- [Work instructions]
List each line of the data that holds the word "State".

- [Dataset records]
------------------------------------------------------------
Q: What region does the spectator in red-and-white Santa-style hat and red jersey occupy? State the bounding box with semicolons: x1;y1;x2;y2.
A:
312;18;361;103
------------------------------------------------------------
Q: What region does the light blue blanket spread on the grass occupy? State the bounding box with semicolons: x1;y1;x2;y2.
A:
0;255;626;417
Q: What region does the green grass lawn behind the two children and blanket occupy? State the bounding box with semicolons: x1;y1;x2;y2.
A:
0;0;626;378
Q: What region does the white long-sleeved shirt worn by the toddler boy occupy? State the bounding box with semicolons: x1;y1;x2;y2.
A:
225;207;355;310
------------------------------------------------------------
- [Solution to the problem]
Q: What region does the spectator in red-and-white Santa-style hat and red jersey occupy? State the bounding box with semicolons: x1;y1;x2;y2.
Q: What region does the light blue blanket spread on the grass occupy? State the bounding box with semicolons: x1;y1;x2;y2.
Q: What region does the green grass lawn behind the two children and blanket occupy? State the bounding box with semicolons: x1;y1;x2;y2.
Q: What region does the white long-sleeved shirt worn by the toddler boy occupy? State the bounding box with semicolons: x1;y1;x2;y2.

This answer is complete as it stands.